Your goal - Copy the data below word for word, and leave the pictures out of your copy.

Dataset excerpt:

########

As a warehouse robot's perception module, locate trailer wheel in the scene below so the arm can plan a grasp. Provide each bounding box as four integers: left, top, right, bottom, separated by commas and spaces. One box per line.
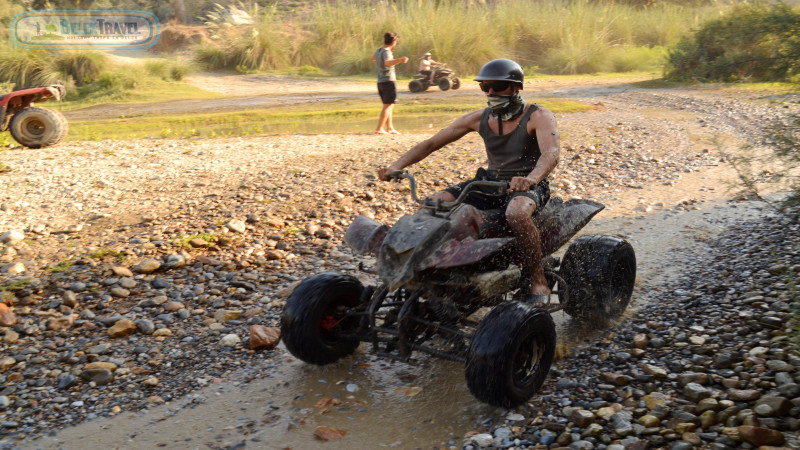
9, 107, 67, 148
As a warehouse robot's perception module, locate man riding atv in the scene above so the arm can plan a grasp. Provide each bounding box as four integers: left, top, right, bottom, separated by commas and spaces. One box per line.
419, 52, 444, 84
378, 59, 559, 303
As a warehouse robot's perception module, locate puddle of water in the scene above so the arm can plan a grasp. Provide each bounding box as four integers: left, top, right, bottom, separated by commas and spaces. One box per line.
29, 346, 503, 449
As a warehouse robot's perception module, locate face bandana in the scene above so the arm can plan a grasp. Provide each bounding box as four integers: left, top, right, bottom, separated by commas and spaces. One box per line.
486, 92, 525, 121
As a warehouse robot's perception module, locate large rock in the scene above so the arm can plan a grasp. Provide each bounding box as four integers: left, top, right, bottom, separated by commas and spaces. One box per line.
108, 319, 136, 338
250, 325, 281, 350
0, 303, 17, 327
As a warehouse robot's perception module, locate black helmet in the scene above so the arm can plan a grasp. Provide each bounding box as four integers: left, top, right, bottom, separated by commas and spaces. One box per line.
475, 58, 525, 88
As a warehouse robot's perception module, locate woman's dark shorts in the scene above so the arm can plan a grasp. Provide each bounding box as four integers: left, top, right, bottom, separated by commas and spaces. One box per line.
378, 81, 397, 105
445, 169, 550, 211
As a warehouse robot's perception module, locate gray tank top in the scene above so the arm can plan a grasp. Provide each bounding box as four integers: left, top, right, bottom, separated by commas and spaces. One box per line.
478, 104, 542, 180
373, 47, 397, 83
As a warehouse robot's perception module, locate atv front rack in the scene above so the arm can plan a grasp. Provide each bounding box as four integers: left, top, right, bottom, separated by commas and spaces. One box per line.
389, 170, 508, 216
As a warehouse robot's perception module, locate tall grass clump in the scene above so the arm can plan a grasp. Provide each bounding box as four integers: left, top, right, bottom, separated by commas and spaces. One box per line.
144, 59, 193, 81
492, 0, 715, 74
195, 0, 726, 75
195, 4, 292, 70
0, 0, 25, 27
52, 50, 109, 86
666, 3, 800, 81
0, 44, 60, 89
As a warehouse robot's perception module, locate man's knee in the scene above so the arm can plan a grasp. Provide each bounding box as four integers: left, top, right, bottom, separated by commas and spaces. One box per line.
506, 197, 536, 226
428, 191, 456, 202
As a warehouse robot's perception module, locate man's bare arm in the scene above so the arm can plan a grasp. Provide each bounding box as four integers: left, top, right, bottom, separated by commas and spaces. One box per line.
383, 56, 408, 67
378, 110, 483, 181
528, 108, 560, 184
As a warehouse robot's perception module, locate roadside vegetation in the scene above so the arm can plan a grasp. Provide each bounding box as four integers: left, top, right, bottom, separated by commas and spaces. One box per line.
0, 0, 800, 147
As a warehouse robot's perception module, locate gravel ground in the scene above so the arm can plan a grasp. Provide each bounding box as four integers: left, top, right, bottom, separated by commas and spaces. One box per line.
0, 85, 800, 448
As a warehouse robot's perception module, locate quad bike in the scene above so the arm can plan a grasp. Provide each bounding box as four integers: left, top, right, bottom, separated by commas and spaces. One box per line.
0, 84, 68, 148
281, 171, 636, 407
408, 67, 461, 93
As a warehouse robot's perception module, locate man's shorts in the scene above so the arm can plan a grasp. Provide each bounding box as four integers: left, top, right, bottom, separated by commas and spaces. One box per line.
445, 168, 550, 211
378, 81, 397, 105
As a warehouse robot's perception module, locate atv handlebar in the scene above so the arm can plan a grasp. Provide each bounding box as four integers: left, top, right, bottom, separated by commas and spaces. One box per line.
389, 170, 509, 211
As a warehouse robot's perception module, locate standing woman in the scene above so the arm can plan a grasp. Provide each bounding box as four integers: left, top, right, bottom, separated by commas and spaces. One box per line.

########

Full output -
As a warehouse robot's perception module, locate trailer wheel in the scene below so the arm can plan a grasp. Provide each bounding box as four integers: left, top, right, bottom, separated by commas and spaces. One box per line.
9, 107, 67, 148
As a warehouse robot's perception module, locate man riding atv in the scene above so the arm can plan a grasp. Provide each bounding box as four integers: left, top, right, bottom, separated by commas and spaces. One box per line.
419, 52, 444, 84
378, 59, 559, 303
As a warehouse robot's perception module, locate puddle of water in the scene above so the arm can plan a grasp. Provide each bounding box as four integers: left, top, right, bottom, separated by commas and spaces. One box per line.
29, 346, 503, 449
As a warehouse robot's perception module, locate face bandana in the scene above so the arm can plan a grasp. Provide each bounding box as four integers: left, top, right, bottom, separated by commas and spaces. One box per line.
486, 92, 525, 121
As a warehouse robot's perception module, locate large rock in the scene above so the arm can plan a grasp. Provide each bounding box as four integers: left, top, right, bottom, separated by commas and spaces. One box per line.
108, 319, 136, 338
250, 325, 281, 350
0, 303, 17, 327
As a warehouse robot's perception module, locate black helmet in the scene above so the arm can plan a grasp. Provide each bounding box as four integers: left, top, right, bottom, separated by commas and spaces. One box per line.
475, 58, 525, 88
As a warehouse robot's perception module, locate woman's dark shorts in the scene above so the arm can plan a grasp. Provide each bounding box as four integers: left, top, right, bottom, separated by commas and spaces. One box per line.
378, 81, 397, 105
445, 169, 550, 211
As a warehouse robot's perception module, locate gray tank top in the scene above so the arm can plan a grasp. Provide each bounding box as four integers: left, top, right, bottom, separated by commas and spaces. One box per line.
478, 104, 542, 180
373, 47, 397, 83
As a warehouse robot's perception module, locate atv front rack in the scene above so the arm can plan a grasp. Provide each bounding box as four integers: left, top, right, bottom, separated by commas and spaces. One box per line.
389, 170, 508, 216
As a warehouse robot's perception module, locate tall grass clump in the scene above so the arm can plan a grasp. Provide each bounding box as four integers: left, top, right, bottom, separated by commas and spaces. One box per line.
144, 59, 193, 81
492, 0, 715, 74
195, 0, 726, 75
195, 4, 292, 70
0, 0, 25, 27
52, 50, 109, 86
666, 3, 800, 81
0, 44, 60, 89
As a warehouse robot's perception module, locate man's knee in the scene above so the arm can plan a grasp. Provide each bounding box as four integers: left, top, right, bottom, separated by commas and spaces. One box per line.
506, 197, 536, 226
428, 191, 456, 202
As a warehouse robot's perception module, locate man's bare arm in the scene above so the arm can plan a grasp. Provide each bounding box as four integers: left, top, right, bottom, separated by commas and spaces. One box per line.
383, 56, 408, 67
378, 110, 483, 181
528, 108, 560, 184
As a warehouse robot's perception module, locate roadside vegetation in the scene above so the arm can plan a grasp. Provide each bounding box as four integers: left, top, right, bottom, separated by commas and spaces. One box per line.
0, 0, 800, 147
As a warehouse robot's perception module, locate gravel ground in the scene above so the arm can plan a grasp. Provide each bounding box as four integers: left, top, right, bottom, separated by commas and spaces. One box per line.
0, 85, 800, 448
As a warehouse robot's perception module, locate quad bike in the scene above so the arm can plan a grasp. Provide each bounding box as four integers: left, top, right, bottom, separated by commas and spaces. One box per line.
0, 84, 68, 148
281, 171, 636, 407
408, 67, 461, 93
As a warehouse robot's perception module, locate man's shorts in the scene above so the arm can plan a grasp. Provide each bounding box as four integers: left, top, right, bottom, separated by commas and spaces. One box per line.
445, 168, 550, 211
378, 81, 397, 105
As a warehouse robot's perception module, locate atv handlebar in the scene above so the arm can plan a grasp. Provide each bounding box as four integers: left, top, right, bottom, separated by commas and spaces. One box per line.
389, 170, 509, 211
As a warehouse robot's perception module, locate standing woman in the scene above so the arm can plan a grasp. Provide each bounding box as four integers: left, top, right, bottom, separated by commas and spaces. One box per line.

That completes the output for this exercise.